REQUIRED TASK: Copy out the entries exactly, from the first line to the last.

GIVEN RECORDS:

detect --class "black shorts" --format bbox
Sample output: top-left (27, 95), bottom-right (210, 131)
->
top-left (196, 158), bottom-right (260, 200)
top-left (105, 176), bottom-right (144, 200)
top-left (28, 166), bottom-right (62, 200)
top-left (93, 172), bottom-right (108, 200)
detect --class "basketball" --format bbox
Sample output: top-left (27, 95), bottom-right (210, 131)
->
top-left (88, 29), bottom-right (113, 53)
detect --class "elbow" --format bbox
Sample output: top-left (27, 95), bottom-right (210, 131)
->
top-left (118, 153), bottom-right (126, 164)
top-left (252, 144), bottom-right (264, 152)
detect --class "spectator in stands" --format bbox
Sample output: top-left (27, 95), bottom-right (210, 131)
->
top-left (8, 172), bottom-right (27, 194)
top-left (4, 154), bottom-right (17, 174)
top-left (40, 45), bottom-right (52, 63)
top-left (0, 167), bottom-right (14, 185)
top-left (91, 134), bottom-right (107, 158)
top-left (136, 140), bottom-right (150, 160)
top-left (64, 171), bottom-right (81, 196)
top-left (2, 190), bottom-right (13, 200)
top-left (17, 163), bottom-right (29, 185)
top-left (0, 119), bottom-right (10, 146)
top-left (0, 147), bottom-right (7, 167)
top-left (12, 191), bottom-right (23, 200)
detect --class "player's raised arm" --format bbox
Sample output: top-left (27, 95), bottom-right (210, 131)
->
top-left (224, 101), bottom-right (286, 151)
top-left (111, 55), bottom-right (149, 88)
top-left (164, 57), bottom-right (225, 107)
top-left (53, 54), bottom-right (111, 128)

OUTPUT OF THE TASK:
detect --class "black shorts" --format bbox
Sample output: top-left (27, 95), bottom-right (210, 131)
->
top-left (196, 158), bottom-right (260, 200)
top-left (105, 176), bottom-right (144, 200)
top-left (28, 166), bottom-right (62, 200)
top-left (93, 172), bottom-right (108, 200)
detect --class "basketball" --format bbox
Sample output: top-left (27, 95), bottom-right (210, 131)
->
top-left (88, 29), bottom-right (113, 53)
detect --class "elbow" --format bbox
Sample output: top-left (27, 95), bottom-right (210, 131)
->
top-left (118, 153), bottom-right (126, 164)
top-left (252, 144), bottom-right (264, 152)
detect --class "spectator in stands" --format bbox
Sample output: top-left (27, 95), bottom-right (210, 131)
->
top-left (8, 172), bottom-right (27, 194)
top-left (4, 154), bottom-right (17, 174)
top-left (40, 45), bottom-right (52, 63)
top-left (0, 167), bottom-right (14, 185)
top-left (91, 134), bottom-right (107, 158)
top-left (136, 140), bottom-right (150, 160)
top-left (64, 171), bottom-right (81, 196)
top-left (2, 190), bottom-right (13, 200)
top-left (17, 163), bottom-right (29, 185)
top-left (0, 119), bottom-right (10, 146)
top-left (0, 147), bottom-right (7, 167)
top-left (12, 191), bottom-right (23, 200)
detect --class "player's raised arm" --format bbox
Sample output: top-left (27, 95), bottom-right (210, 131)
->
top-left (224, 101), bottom-right (286, 151)
top-left (111, 55), bottom-right (149, 88)
top-left (164, 57), bottom-right (225, 107)
top-left (53, 54), bottom-right (111, 128)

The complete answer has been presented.